[DATA SECTION]:
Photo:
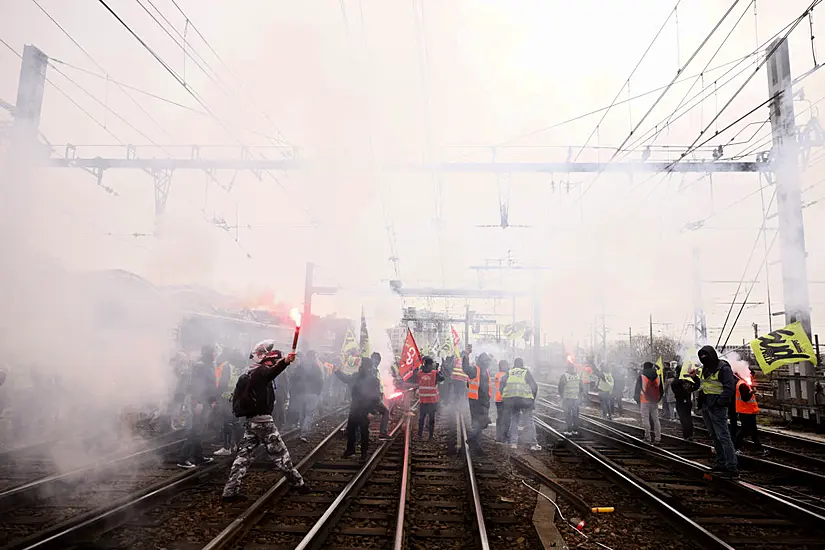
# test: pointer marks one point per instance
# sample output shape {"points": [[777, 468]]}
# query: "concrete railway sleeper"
{"points": [[712, 512]]}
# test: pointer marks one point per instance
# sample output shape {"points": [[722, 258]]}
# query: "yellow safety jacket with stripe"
{"points": [[517, 385]]}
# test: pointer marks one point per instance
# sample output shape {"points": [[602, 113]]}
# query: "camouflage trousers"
{"points": [[255, 434]]}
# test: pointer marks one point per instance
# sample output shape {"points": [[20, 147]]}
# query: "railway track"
{"points": [[97, 509], [711, 512], [406, 495], [786, 449]]}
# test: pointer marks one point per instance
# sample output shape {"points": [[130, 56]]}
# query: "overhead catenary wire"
{"points": [[744, 84], [94, 61], [627, 81], [747, 264]]}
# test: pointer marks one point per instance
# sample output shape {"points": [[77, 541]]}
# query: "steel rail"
{"points": [[319, 532], [257, 509], [680, 521], [108, 517], [575, 500], [787, 438], [740, 489], [479, 514], [11, 497], [405, 487], [811, 478]]}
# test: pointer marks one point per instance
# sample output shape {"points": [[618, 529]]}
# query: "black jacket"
{"points": [[484, 378], [365, 390], [261, 389]]}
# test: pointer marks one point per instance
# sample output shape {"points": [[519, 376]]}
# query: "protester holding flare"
{"points": [[253, 399]]}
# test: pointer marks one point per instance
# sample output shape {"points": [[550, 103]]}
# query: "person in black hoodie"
{"points": [[253, 399], [648, 393], [682, 390], [479, 392], [204, 396], [716, 390], [366, 396]]}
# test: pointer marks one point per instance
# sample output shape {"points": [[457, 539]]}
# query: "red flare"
{"points": [[295, 315]]}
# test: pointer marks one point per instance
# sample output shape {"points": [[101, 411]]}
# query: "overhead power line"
{"points": [[627, 81]]}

[WHAT YOU HAVE TO DO]: List every line above that contains the word "shape".

[TASK SOLUTION]:
# sample output shape {"points": [[777, 468]]}
# sample output shape {"points": [[722, 258]]}
# sample output shape {"points": [[602, 113]]}
# sample output shape {"points": [[20, 147]]}
# sample output shape {"points": [[130, 56]]}
# sample output shape {"points": [[77, 541]]}
# sample output shape {"points": [[618, 529]]}
# sample output shape {"points": [[519, 376]]}
# sample output shape {"points": [[550, 103]]}
# sample output shape {"points": [[457, 539]]}
# sample output shape {"points": [[101, 411]]}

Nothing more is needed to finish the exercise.